CHALLENGE: Extend the passage below on Gen. Ne Win's turn to socialism in Myanmar, picking up right after its final sentence.

GIVEN PASSAGE:
--------
In her words, “rightly or wrongly the powers that be, being familiar
with socialism in its various forms and since the world movement tended in the
same direction at the time, opted for socialism tailored to Myanmar’s specific
requirements through the agency of the Tatmadaw,
which thus became the pivot of governance and the sociopolitical and
econo-political activities of the State” . Though the Sayamgyi was not very explicit,
the implications it appeared to me is that the General having contacts in the
USSR and East European States saw these countries to be rather “successful” and
moreover since socialism at the time was in vogue, thought it the right system
to adopt. In yet another chat with Sayamagyi, as it turned
out, one of the prevailing themes happened to pertain to the collective memory
of Myanmas. Almost echoing what Brother
had said earlier, we can see how the past figures heavily in Sayamagyi’s
understanding of Gen. Ne Win’s behavior: “The political and economic
developments of the past, especially under the old colonial masters, and the
legacy of the system inherited and perpetuated by local leaders forced Gen. Ne
Win into the conclusion that foreigners and their systems of governance were
designed to destroy the Country.” The
outcome of it all, according to her, was that “… the General therefore
developed a socially pervasive trauma.”
--------
SUPPLIED RECORDS:
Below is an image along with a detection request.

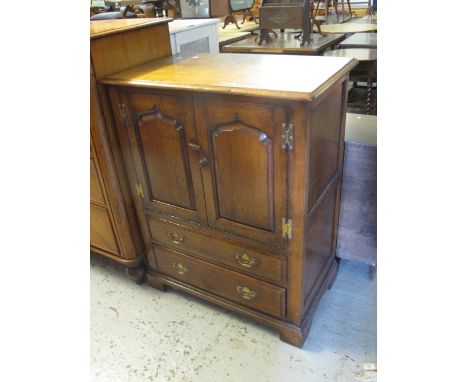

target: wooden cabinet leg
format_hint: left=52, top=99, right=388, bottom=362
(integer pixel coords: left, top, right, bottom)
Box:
left=125, top=264, right=146, bottom=284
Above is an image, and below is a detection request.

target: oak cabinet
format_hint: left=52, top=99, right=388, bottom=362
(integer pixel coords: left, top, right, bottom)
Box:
left=90, top=19, right=171, bottom=282
left=101, top=54, right=357, bottom=346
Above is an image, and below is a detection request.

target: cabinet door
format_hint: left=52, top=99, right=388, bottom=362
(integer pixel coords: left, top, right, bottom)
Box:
left=195, top=97, right=287, bottom=244
left=121, top=92, right=206, bottom=222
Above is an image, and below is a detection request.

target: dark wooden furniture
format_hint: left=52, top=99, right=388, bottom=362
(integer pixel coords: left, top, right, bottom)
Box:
left=218, top=31, right=252, bottom=48
left=312, top=0, right=353, bottom=23
left=223, top=0, right=257, bottom=29
left=324, top=48, right=377, bottom=114
left=336, top=113, right=377, bottom=278
left=90, top=19, right=171, bottom=282
left=101, top=54, right=357, bottom=346
left=338, top=33, right=377, bottom=49
left=258, top=0, right=320, bottom=46
left=222, top=33, right=345, bottom=55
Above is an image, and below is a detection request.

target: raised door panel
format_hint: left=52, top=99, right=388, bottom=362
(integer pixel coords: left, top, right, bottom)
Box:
left=89, top=157, right=105, bottom=205
left=196, top=98, right=287, bottom=244
left=119, top=92, right=205, bottom=222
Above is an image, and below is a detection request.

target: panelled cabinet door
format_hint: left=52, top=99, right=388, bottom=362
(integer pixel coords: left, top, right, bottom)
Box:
left=195, top=97, right=287, bottom=244
left=121, top=92, right=206, bottom=222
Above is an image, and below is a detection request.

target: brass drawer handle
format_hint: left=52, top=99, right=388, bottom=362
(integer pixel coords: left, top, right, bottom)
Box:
left=237, top=286, right=257, bottom=300
left=236, top=253, right=258, bottom=268
left=172, top=263, right=189, bottom=275
left=167, top=232, right=185, bottom=245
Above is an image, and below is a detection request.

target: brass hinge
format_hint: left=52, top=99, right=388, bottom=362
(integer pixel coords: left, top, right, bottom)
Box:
left=119, top=103, right=127, bottom=125
left=135, top=183, right=143, bottom=198
left=282, top=123, right=294, bottom=150
left=283, top=218, right=292, bottom=240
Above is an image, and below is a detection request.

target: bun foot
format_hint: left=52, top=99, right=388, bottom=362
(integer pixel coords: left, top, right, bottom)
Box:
left=125, top=264, right=146, bottom=285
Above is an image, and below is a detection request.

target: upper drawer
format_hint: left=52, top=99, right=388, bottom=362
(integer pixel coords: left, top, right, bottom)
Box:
left=148, top=218, right=286, bottom=282
left=154, top=246, right=286, bottom=319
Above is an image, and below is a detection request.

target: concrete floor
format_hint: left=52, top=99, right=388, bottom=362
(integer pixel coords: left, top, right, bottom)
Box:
left=91, top=256, right=377, bottom=382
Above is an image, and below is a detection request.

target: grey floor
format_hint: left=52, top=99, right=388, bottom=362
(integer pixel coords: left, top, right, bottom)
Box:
left=91, top=256, right=377, bottom=382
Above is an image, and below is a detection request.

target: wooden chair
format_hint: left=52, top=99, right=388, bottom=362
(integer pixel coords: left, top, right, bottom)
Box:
left=312, top=0, right=353, bottom=20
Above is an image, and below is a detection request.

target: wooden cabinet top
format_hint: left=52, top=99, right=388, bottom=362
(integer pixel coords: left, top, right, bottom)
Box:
left=89, top=17, right=172, bottom=39
left=101, top=53, right=358, bottom=101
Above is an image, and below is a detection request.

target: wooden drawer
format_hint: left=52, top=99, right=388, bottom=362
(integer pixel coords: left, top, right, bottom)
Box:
left=154, top=245, right=286, bottom=318
left=148, top=219, right=286, bottom=281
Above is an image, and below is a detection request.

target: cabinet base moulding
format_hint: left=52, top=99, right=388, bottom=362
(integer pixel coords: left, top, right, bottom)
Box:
left=146, top=261, right=338, bottom=347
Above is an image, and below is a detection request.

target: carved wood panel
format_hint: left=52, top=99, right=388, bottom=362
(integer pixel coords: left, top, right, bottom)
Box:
left=196, top=97, right=287, bottom=244
left=122, top=93, right=205, bottom=221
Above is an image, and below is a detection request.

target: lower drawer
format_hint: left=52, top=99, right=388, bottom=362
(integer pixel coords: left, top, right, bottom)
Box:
left=154, top=245, right=286, bottom=319
left=148, top=218, right=286, bottom=282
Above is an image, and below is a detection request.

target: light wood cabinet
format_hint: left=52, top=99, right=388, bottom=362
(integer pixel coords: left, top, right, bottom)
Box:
left=101, top=54, right=357, bottom=346
left=90, top=19, right=171, bottom=282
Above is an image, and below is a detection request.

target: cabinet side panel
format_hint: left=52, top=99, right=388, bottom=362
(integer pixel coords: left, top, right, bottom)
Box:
left=308, top=86, right=343, bottom=212
left=90, top=23, right=172, bottom=79
left=303, top=77, right=347, bottom=312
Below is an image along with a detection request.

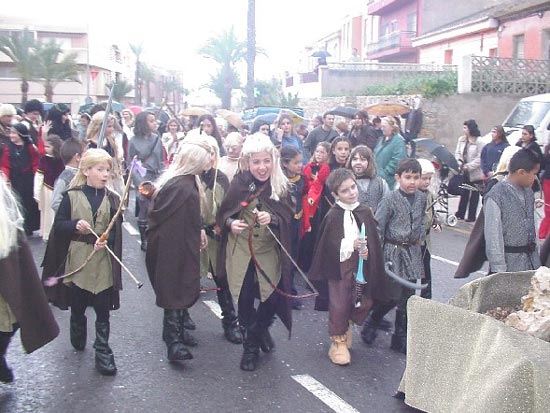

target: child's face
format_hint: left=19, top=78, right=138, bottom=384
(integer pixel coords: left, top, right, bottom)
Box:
left=332, top=178, right=359, bottom=205
left=285, top=153, right=302, bottom=177
left=84, top=161, right=111, bottom=189
left=314, top=146, right=328, bottom=163
left=248, top=152, right=273, bottom=182
left=147, top=113, right=157, bottom=132
left=225, top=144, right=243, bottom=159
left=395, top=171, right=420, bottom=194
left=10, top=128, right=23, bottom=145
left=44, top=142, right=53, bottom=156
left=517, top=165, right=540, bottom=188
left=351, top=153, right=369, bottom=176
left=332, top=142, right=349, bottom=164
left=419, top=174, right=434, bottom=191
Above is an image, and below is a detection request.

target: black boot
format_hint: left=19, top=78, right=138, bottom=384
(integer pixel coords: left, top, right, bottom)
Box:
left=222, top=311, right=243, bottom=344
left=0, top=332, right=13, bottom=383
left=94, top=321, right=116, bottom=376
left=162, top=310, right=193, bottom=361
left=361, top=303, right=394, bottom=345
left=138, top=221, right=147, bottom=251
left=258, top=317, right=275, bottom=353
left=178, top=310, right=199, bottom=347
left=241, top=327, right=260, bottom=371
left=70, top=314, right=88, bottom=351
left=181, top=309, right=197, bottom=330
left=390, top=308, right=407, bottom=354
left=214, top=284, right=243, bottom=344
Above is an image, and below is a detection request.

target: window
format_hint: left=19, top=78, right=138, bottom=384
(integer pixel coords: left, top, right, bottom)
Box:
left=540, top=30, right=550, bottom=60
left=513, top=34, right=525, bottom=59
left=407, top=12, right=416, bottom=37
left=444, top=49, right=453, bottom=65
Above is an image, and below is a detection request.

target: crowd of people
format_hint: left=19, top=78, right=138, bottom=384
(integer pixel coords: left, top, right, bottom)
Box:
left=0, top=101, right=549, bottom=382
--------
REPLY:
“This trauma,” she explained, “is related to certain events or
happenings characterized by foreign involvement or participation, directly or
indirectly, overtly and covertly with Myanmas.”
This was a ‘sentiment’ which, according to the General, he shared with
other Myanmas, namely to be always ‘on guard’ against every foreign movement
inward. The General also wondered why it
was that while raking in income from the natural resources of Myanmar, the past
colonialists, e.g., the British, considered Myanmar a “backwater” where family
fortunes could not be made and that they appear to treat Myanmar simply as a
place for ‘sojourners’.” And, from my
twenty years of observation, I can attest that this philosophy still
persists. Xenophobia, a certain “circumspection”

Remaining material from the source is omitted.